● **Aim of the exercise**: Leave out the pictures and transcribe every entry below exactly.

(Natural language region descriptions)

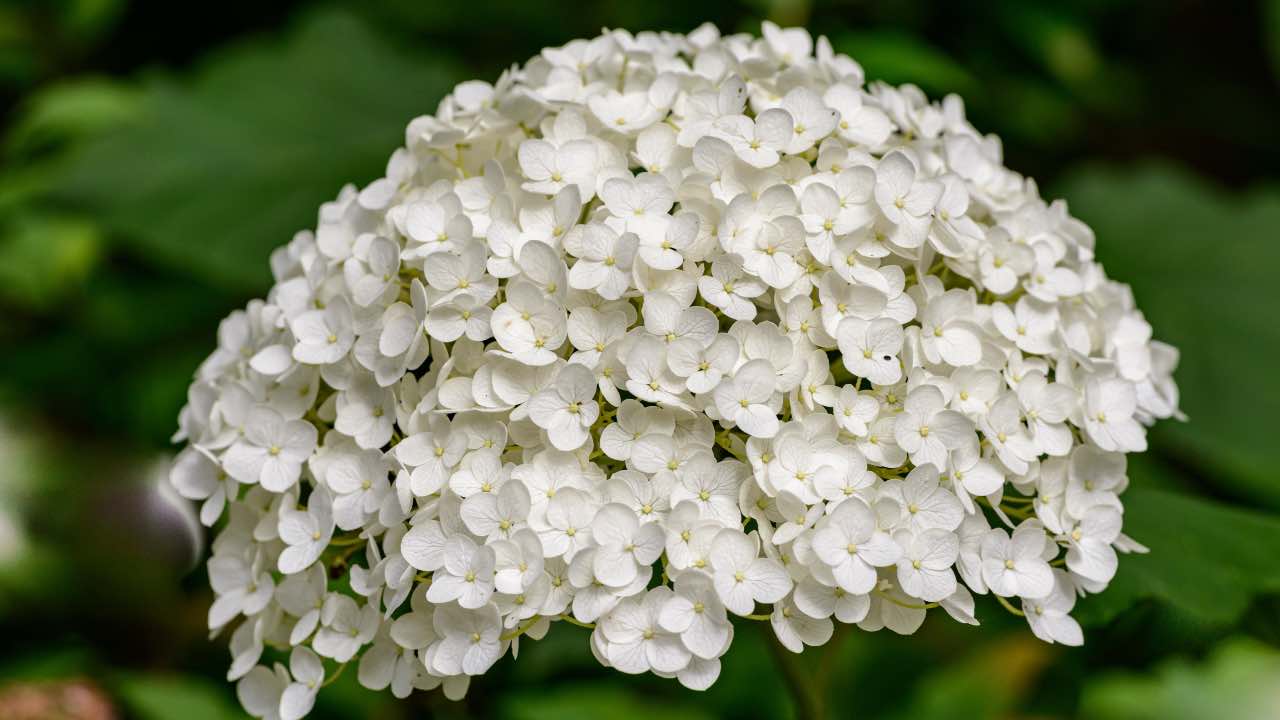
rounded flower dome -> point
(654, 333)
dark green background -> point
(151, 155)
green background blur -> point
(151, 154)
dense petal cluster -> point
(656, 332)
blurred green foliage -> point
(152, 154)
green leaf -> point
(1202, 267)
(590, 702)
(72, 109)
(1206, 559)
(42, 256)
(899, 58)
(1237, 682)
(991, 682)
(160, 697)
(223, 168)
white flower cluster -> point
(654, 332)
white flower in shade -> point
(1048, 615)
(869, 350)
(604, 260)
(466, 577)
(905, 199)
(924, 570)
(696, 614)
(745, 399)
(757, 142)
(622, 545)
(650, 331)
(741, 577)
(324, 336)
(306, 533)
(566, 410)
(636, 639)
(853, 546)
(1109, 415)
(272, 450)
(300, 696)
(927, 431)
(469, 641)
(1015, 565)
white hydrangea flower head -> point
(653, 332)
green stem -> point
(805, 696)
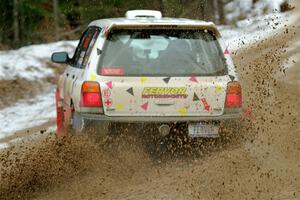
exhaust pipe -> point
(164, 130)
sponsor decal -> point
(112, 71)
(109, 84)
(205, 104)
(130, 91)
(145, 106)
(108, 102)
(120, 106)
(193, 78)
(164, 92)
(182, 111)
(106, 93)
(218, 88)
(143, 79)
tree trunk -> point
(55, 13)
(209, 13)
(16, 22)
(222, 17)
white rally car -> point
(148, 69)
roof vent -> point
(135, 14)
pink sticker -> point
(108, 102)
(226, 52)
(112, 71)
(145, 106)
(206, 106)
(109, 84)
(248, 113)
(194, 78)
(106, 93)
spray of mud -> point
(31, 168)
(259, 161)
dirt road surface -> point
(262, 160)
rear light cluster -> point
(234, 95)
(91, 94)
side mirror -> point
(60, 57)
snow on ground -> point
(29, 113)
(29, 62)
(243, 9)
(249, 31)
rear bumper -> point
(101, 117)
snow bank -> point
(242, 9)
(29, 113)
(249, 31)
(29, 62)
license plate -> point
(203, 130)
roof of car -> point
(124, 21)
(115, 22)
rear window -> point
(162, 52)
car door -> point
(74, 72)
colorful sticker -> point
(195, 98)
(182, 111)
(231, 77)
(144, 79)
(205, 104)
(106, 93)
(120, 106)
(194, 79)
(108, 102)
(218, 88)
(93, 77)
(99, 51)
(86, 42)
(112, 71)
(164, 92)
(145, 106)
(226, 52)
(166, 80)
(109, 84)
(130, 91)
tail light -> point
(234, 95)
(91, 94)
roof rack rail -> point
(134, 14)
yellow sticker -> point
(182, 111)
(144, 79)
(218, 88)
(120, 106)
(93, 77)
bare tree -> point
(55, 13)
(208, 10)
(16, 21)
(221, 13)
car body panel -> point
(125, 96)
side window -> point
(84, 48)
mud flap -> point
(60, 131)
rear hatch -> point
(162, 72)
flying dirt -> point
(259, 161)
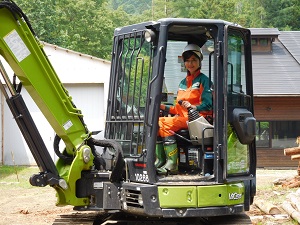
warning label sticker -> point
(16, 45)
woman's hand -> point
(187, 104)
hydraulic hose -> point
(119, 160)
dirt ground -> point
(32, 205)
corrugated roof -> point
(291, 41)
(275, 73)
(278, 72)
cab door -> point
(240, 157)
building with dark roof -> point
(276, 82)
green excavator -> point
(216, 178)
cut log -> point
(291, 211)
(294, 199)
(267, 207)
(295, 157)
(291, 151)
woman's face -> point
(192, 64)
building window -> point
(263, 42)
(254, 41)
(277, 134)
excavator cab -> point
(217, 165)
(216, 162)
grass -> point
(18, 176)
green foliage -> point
(87, 26)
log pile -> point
(295, 155)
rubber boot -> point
(171, 151)
(160, 154)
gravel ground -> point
(26, 205)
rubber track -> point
(96, 219)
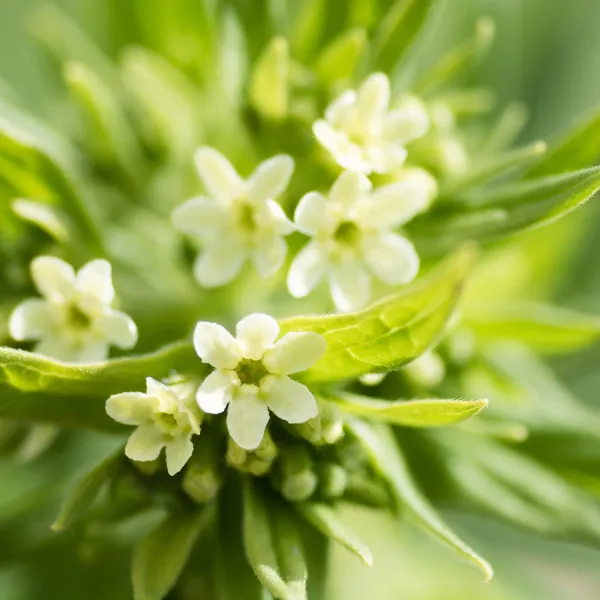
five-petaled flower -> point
(166, 417)
(74, 320)
(240, 220)
(351, 231)
(363, 133)
(251, 375)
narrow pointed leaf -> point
(413, 413)
(389, 333)
(160, 557)
(326, 521)
(388, 461)
(85, 492)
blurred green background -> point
(546, 54)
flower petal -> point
(392, 258)
(131, 408)
(215, 391)
(95, 280)
(145, 443)
(270, 178)
(255, 334)
(373, 98)
(54, 278)
(201, 216)
(290, 400)
(307, 269)
(216, 346)
(32, 319)
(391, 205)
(178, 451)
(311, 214)
(295, 352)
(247, 418)
(220, 262)
(269, 254)
(218, 175)
(350, 286)
(117, 328)
(349, 187)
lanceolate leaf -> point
(398, 29)
(541, 327)
(505, 210)
(388, 461)
(160, 557)
(389, 333)
(325, 520)
(413, 413)
(579, 148)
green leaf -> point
(579, 148)
(30, 171)
(504, 210)
(413, 413)
(81, 498)
(269, 87)
(460, 60)
(326, 521)
(338, 61)
(389, 333)
(111, 134)
(398, 30)
(261, 546)
(541, 327)
(160, 557)
(388, 461)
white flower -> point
(363, 134)
(74, 321)
(166, 418)
(352, 238)
(251, 375)
(240, 220)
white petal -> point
(295, 352)
(54, 278)
(270, 178)
(178, 451)
(247, 418)
(307, 269)
(220, 262)
(349, 187)
(131, 408)
(392, 258)
(255, 334)
(31, 320)
(311, 214)
(373, 98)
(350, 286)
(218, 175)
(95, 281)
(201, 216)
(215, 391)
(269, 254)
(290, 400)
(391, 205)
(117, 328)
(216, 346)
(145, 443)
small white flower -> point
(166, 417)
(74, 320)
(364, 134)
(352, 238)
(240, 220)
(251, 375)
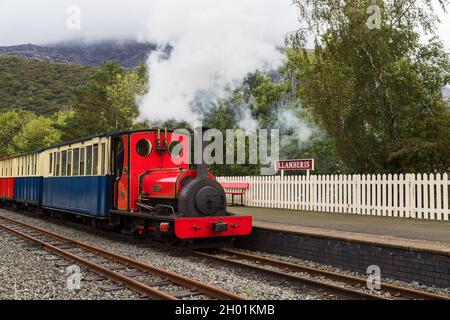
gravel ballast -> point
(41, 279)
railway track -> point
(147, 280)
(343, 285)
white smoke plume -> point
(215, 44)
(288, 119)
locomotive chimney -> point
(200, 144)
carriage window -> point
(95, 160)
(69, 162)
(89, 160)
(103, 160)
(50, 167)
(63, 163)
(82, 161)
(76, 161)
(58, 163)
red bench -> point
(241, 187)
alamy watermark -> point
(234, 146)
(74, 277)
(374, 277)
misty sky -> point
(44, 21)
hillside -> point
(127, 53)
(39, 86)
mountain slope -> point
(39, 86)
(127, 53)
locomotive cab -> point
(163, 196)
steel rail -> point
(191, 284)
(394, 290)
(338, 290)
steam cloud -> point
(215, 44)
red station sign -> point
(300, 164)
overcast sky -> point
(44, 21)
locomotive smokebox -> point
(202, 195)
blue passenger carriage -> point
(77, 178)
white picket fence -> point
(408, 196)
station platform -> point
(411, 234)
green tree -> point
(377, 91)
(37, 133)
(11, 123)
(108, 101)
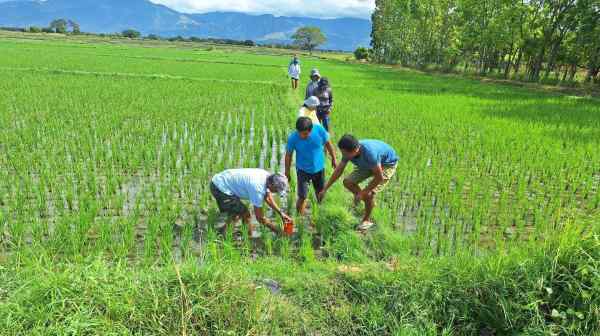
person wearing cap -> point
(313, 84)
(325, 95)
(309, 142)
(309, 109)
(373, 159)
(294, 71)
(232, 186)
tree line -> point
(305, 38)
(533, 40)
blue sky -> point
(312, 8)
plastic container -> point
(288, 228)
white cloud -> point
(311, 8)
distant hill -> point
(107, 16)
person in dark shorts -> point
(374, 160)
(232, 186)
(325, 95)
(309, 142)
(312, 86)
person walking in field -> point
(256, 185)
(325, 95)
(372, 159)
(309, 142)
(294, 72)
(312, 86)
(309, 109)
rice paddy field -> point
(107, 226)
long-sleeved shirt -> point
(311, 88)
(294, 71)
(325, 96)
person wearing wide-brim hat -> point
(294, 71)
(312, 86)
(309, 109)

● **Exercise output**:
rounded flower dome -> point
(654, 333)
dark green background -> point
(151, 155)
green background blur -> point
(151, 154)
dense petal cluster -> point
(656, 332)
blurred green foliage -> point
(152, 154)
green leaf -> point
(1202, 267)
(590, 702)
(72, 109)
(1206, 559)
(42, 256)
(899, 58)
(1237, 682)
(991, 682)
(160, 697)
(223, 168)
white flower cluster -> point
(654, 332)
white flower in shade -> point
(1048, 615)
(869, 350)
(604, 260)
(466, 577)
(905, 199)
(924, 570)
(696, 614)
(745, 399)
(757, 142)
(622, 545)
(650, 331)
(741, 577)
(324, 336)
(306, 533)
(566, 410)
(636, 639)
(853, 546)
(1109, 415)
(272, 450)
(300, 696)
(927, 431)
(469, 641)
(1015, 565)
white hydrangea flower head -> point
(653, 332)
green stem -> point
(805, 696)
exhaust pipe -> point
(164, 130)
sponsor decal -> point
(112, 71)
(109, 84)
(205, 104)
(130, 91)
(145, 106)
(108, 102)
(120, 106)
(193, 78)
(164, 92)
(182, 111)
(106, 93)
(218, 88)
(143, 79)
tree trunk -> point
(55, 13)
(209, 13)
(16, 22)
(222, 17)
white rally car -> point
(148, 69)
roof vent -> point
(135, 14)
pink sticker -> point
(108, 102)
(226, 52)
(112, 71)
(145, 106)
(206, 106)
(109, 84)
(248, 113)
(194, 78)
(106, 93)
spray of mud -> point
(31, 168)
(259, 161)
dirt road surface -> point
(262, 160)
rear light cluster -> point
(234, 95)
(91, 94)
side mirror -> point
(60, 57)
snow on ground -> point
(29, 113)
(29, 62)
(243, 9)
(249, 31)
rear bumper -> point
(101, 117)
snow bank -> point
(242, 9)
(29, 113)
(249, 31)
(29, 62)
license plate -> point
(203, 130)
roof of car -> point
(124, 21)
(115, 22)
rear window -> point
(162, 52)
car door -> point
(74, 72)
colorful sticker -> point
(195, 98)
(182, 111)
(231, 77)
(144, 79)
(205, 104)
(106, 93)
(120, 106)
(194, 79)
(108, 102)
(218, 88)
(93, 77)
(99, 51)
(86, 42)
(112, 71)
(164, 92)
(145, 106)
(226, 52)
(166, 80)
(109, 84)
(130, 91)
tail light -> point
(234, 95)
(91, 94)
roof rack rail -> point
(134, 14)
yellow sticker -> point
(182, 111)
(144, 79)
(218, 88)
(120, 106)
(93, 77)
bare tree -> point
(55, 13)
(208, 10)
(16, 21)
(221, 13)
car body panel -> point
(125, 96)
side window -> point
(84, 48)
mud flap -> point
(60, 131)
rear hatch -> point
(162, 72)
flying dirt -> point
(259, 161)
warning label sticker -> point
(16, 45)
woman's hand -> point
(187, 104)
hydraulic hose -> point
(119, 160)
dirt ground -> point
(32, 205)
corrugated roof -> point
(291, 41)
(275, 73)
(278, 72)
cab door -> point
(240, 157)
building with dark roof -> point
(276, 82)
green excavator -> point
(216, 178)
cut log -> point
(291, 211)
(294, 199)
(267, 207)
(295, 157)
(291, 151)
woman's face -> point
(192, 64)
building window -> point
(263, 42)
(254, 41)
(277, 134)
excavator cab -> point
(217, 165)
(216, 162)
grass -> point
(18, 176)
green foliage -> point
(87, 26)
log pile -> point
(295, 155)
rubber boot -> point
(171, 151)
(160, 154)
gravel ground -> point
(26, 205)
rubber track -> point
(96, 219)
five-petaled flower -> point
(166, 417)
(74, 320)
(240, 220)
(351, 231)
(363, 133)
(251, 375)
narrow pointed leaf -> point
(413, 413)
(389, 333)
(160, 557)
(326, 521)
(388, 461)
(85, 492)
blurred green background -> point
(546, 54)
flower petal -> point
(392, 258)
(131, 408)
(215, 391)
(95, 280)
(145, 443)
(270, 178)
(255, 334)
(373, 98)
(54, 278)
(201, 216)
(290, 400)
(307, 269)
(216, 346)
(32, 319)
(391, 205)
(178, 451)
(311, 214)
(295, 352)
(247, 418)
(220, 262)
(269, 254)
(218, 175)
(350, 286)
(117, 328)
(349, 187)
lanceolate leaf -> point
(398, 29)
(541, 327)
(505, 210)
(388, 461)
(160, 557)
(389, 333)
(325, 520)
(413, 413)
(579, 148)
green leaf -> point
(579, 148)
(30, 171)
(504, 210)
(413, 413)
(81, 498)
(269, 87)
(460, 60)
(326, 521)
(338, 61)
(389, 333)
(111, 134)
(398, 30)
(261, 546)
(541, 327)
(160, 557)
(388, 461)
white flower -> point
(363, 134)
(74, 321)
(166, 418)
(352, 238)
(251, 375)
(240, 220)
white petal -> point
(295, 352)
(54, 278)
(270, 178)
(178, 451)
(247, 418)
(307, 269)
(220, 262)
(349, 187)
(131, 408)
(392, 258)
(255, 334)
(31, 320)
(311, 214)
(373, 98)
(350, 286)
(218, 175)
(95, 281)
(201, 216)
(215, 391)
(269, 254)
(290, 400)
(391, 205)
(117, 328)
(216, 346)
(145, 443)
small white flower -> point
(166, 417)
(74, 320)
(364, 134)
(352, 238)
(240, 220)
(251, 375)
gravel ballast -> point
(41, 279)
railway track -> point
(147, 280)
(343, 285)
white smoke plume -> point
(215, 44)
(288, 119)
locomotive chimney -> point
(200, 144)
carriage window -> point
(95, 160)
(69, 162)
(89, 160)
(103, 160)
(50, 167)
(63, 163)
(82, 161)
(76, 161)
(58, 163)
red bench -> point
(241, 187)
alamy watermark -> point
(234, 146)
(74, 277)
(374, 277)
misty sky -> point
(44, 21)
hillside -> point
(127, 53)
(39, 86)
mountain slope -> point
(39, 86)
(127, 53)
locomotive cab -> point
(163, 196)
steel rail -> point
(191, 284)
(394, 290)
(338, 290)
steam cloud -> point
(215, 44)
red station sign -> point
(300, 164)
overcast sky -> point
(44, 21)
locomotive smokebox -> point
(202, 195)
blue passenger carriage -> point
(77, 178)
white picket fence -> point
(408, 196)
station platform -> point
(411, 234)
green tree -> point
(377, 91)
(37, 133)
(11, 123)
(108, 101)
person wearing cap -> point
(313, 84)
(325, 95)
(309, 142)
(309, 109)
(373, 159)
(294, 71)
(232, 186)
tree line -> point
(305, 38)
(533, 40)
blue sky -> point
(312, 8)
plastic container -> point
(288, 228)
white cloud -> point
(311, 8)
distant hill -> point
(107, 16)
person in dark shorts -> point
(374, 160)
(232, 186)
(325, 95)
(309, 142)
(312, 86)
person walking in field -> point
(256, 185)
(325, 95)
(372, 159)
(309, 142)
(294, 72)
(312, 86)
(309, 109)
rice paddy field -> point
(107, 226)
long-sleeved shirt -> point
(311, 88)
(294, 71)
(325, 96)
person wearing wide-brim hat -> point
(294, 71)
(312, 86)
(309, 109)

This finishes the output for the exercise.